Rewrite the material below with every "put a marker" swapped for "place a point" and everything else unchanged, leaving out the pictures.

══════════════════════════════

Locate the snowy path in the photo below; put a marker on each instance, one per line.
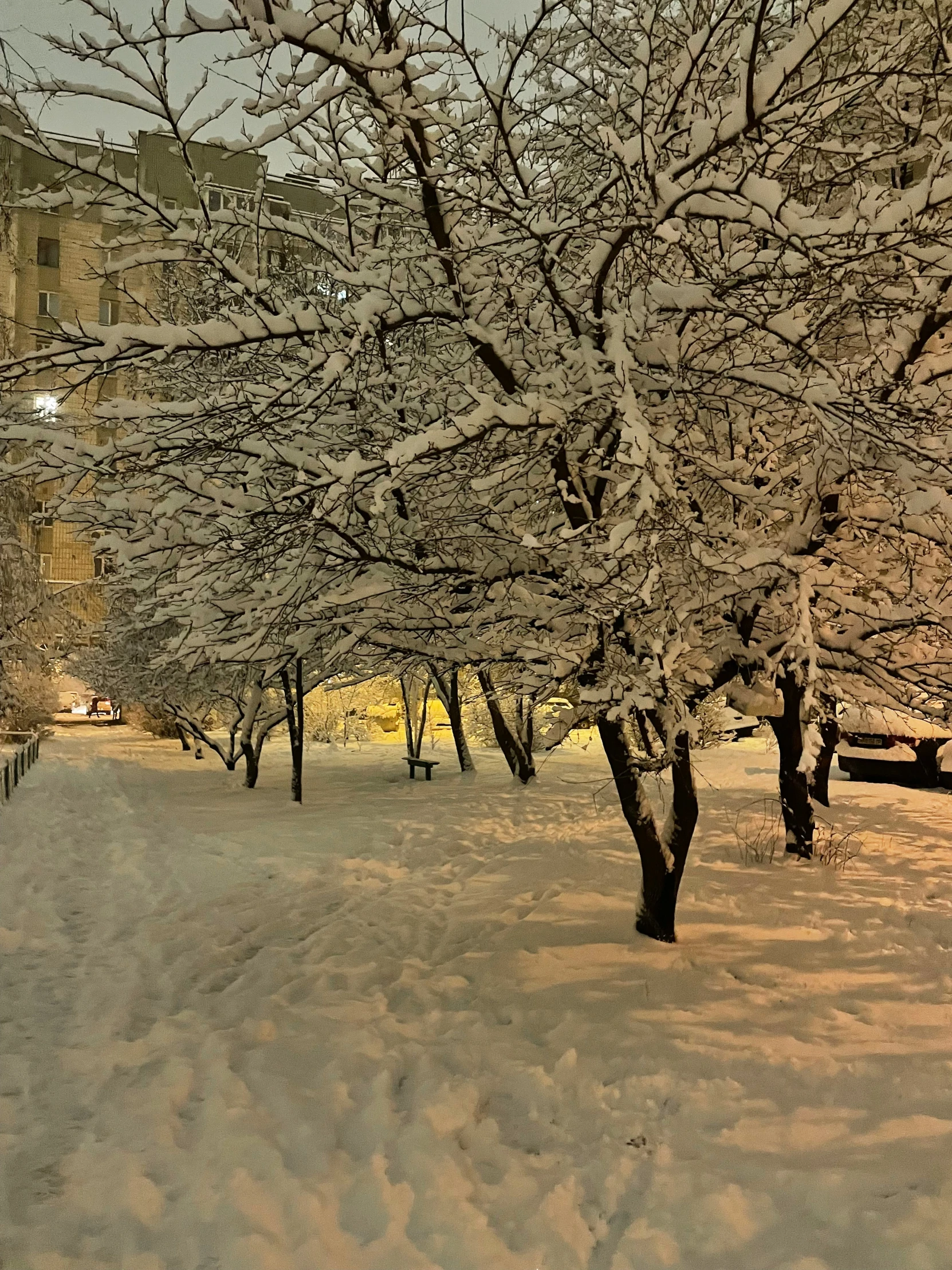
(408, 1026)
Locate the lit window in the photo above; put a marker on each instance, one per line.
(45, 404)
(49, 253)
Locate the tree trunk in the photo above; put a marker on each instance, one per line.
(409, 710)
(295, 712)
(795, 790)
(423, 718)
(820, 777)
(449, 691)
(663, 855)
(414, 733)
(645, 734)
(521, 762)
(248, 750)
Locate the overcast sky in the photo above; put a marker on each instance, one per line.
(23, 22)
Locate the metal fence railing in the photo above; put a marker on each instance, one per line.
(19, 762)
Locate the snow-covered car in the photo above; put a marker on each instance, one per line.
(882, 744)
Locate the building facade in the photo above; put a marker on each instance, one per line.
(54, 268)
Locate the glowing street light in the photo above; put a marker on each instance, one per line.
(45, 404)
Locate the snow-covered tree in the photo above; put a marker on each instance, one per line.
(609, 337)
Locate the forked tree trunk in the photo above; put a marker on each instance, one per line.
(520, 759)
(295, 705)
(414, 734)
(795, 789)
(447, 686)
(663, 853)
(820, 777)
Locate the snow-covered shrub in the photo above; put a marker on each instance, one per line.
(349, 714)
(833, 846)
(28, 700)
(758, 831)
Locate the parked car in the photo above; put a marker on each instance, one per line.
(733, 726)
(882, 744)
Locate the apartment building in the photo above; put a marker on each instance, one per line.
(52, 269)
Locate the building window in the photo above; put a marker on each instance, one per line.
(49, 253)
(221, 200)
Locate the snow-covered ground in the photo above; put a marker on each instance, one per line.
(408, 1025)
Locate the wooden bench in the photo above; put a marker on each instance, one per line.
(426, 763)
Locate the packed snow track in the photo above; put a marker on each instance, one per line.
(409, 1025)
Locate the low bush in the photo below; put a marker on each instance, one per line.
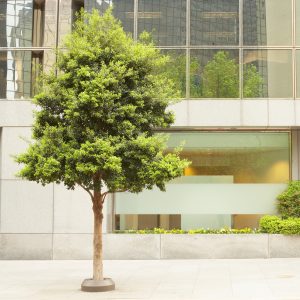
(192, 231)
(274, 224)
(289, 201)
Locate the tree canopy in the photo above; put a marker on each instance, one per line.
(98, 111)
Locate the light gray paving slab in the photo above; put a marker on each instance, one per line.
(214, 246)
(60, 280)
(284, 245)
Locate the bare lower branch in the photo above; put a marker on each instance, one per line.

══════════════════════════════

### [WRITTEN ANSWER]
Locate the snowy path in the photo below; place a point on each instance, one per line.
(408, 1026)
Locate the lit window in the photo above; place a point on each instance, one per line.
(45, 404)
(49, 253)
Locate the tree trunk in the photo above; place a point on each instance, one per line.
(409, 710)
(295, 712)
(795, 790)
(423, 718)
(820, 777)
(449, 691)
(663, 855)
(414, 733)
(645, 734)
(521, 762)
(248, 750)
Locate the overcast sky in the photo above; place a point on each instance, one per line.
(23, 22)
Locate the metal fence railing in the photo above; place a point on each instance, one per line.
(19, 762)
Locate the snow-covered car in the photo above; place a point on each instance, one per line.
(882, 744)
Locate the building facade in the photo above; place a point on each instance, one per line.
(54, 268)
Locate the glowing street light in the photo above; place a point on each instance, one per line.
(45, 404)
Locate the snow-covered tree in the photo above; place a point on each instance, one per line.
(609, 337)
Locate the forked tree trunk in the photo above; place a point on each instance, one per line.
(520, 759)
(295, 705)
(414, 734)
(795, 789)
(447, 686)
(663, 853)
(820, 777)
Locate the snow-covered shrub in the photo above; place a point on each instance, one per line.
(349, 714)
(833, 846)
(28, 700)
(758, 831)
Locate the parked car in the photo above; place a point on each instance, one per line.
(733, 726)
(882, 744)
Locate the apartment building in the photo above; place a point on each instance, one per line.
(52, 269)
Locate the building window in the photo above; place a point on each instance, one per line.
(49, 253)
(221, 200)
Locate the snow-covered ground in the photo above; place a point on each instance, one per line.
(408, 1025)
Locate the wooden bench in the photo above; place a point on each instance, one per line.
(426, 763)
Locate the packed snow track in the photo above; place a point on each instance, one per line.
(409, 1025)
Locate the low bush in the photo below; place a point on each instance, one per line.
(192, 231)
(274, 224)
(289, 201)
Locate the tree canopy in the photo above; place a point on each instance, one per line.
(98, 111)
Locate the light gray paving slab in the photo above; place a point on each instance, one per line.
(214, 246)
(60, 280)
(284, 245)
Locate the bare lower branch in the photo above; place a point on each instance, one per line.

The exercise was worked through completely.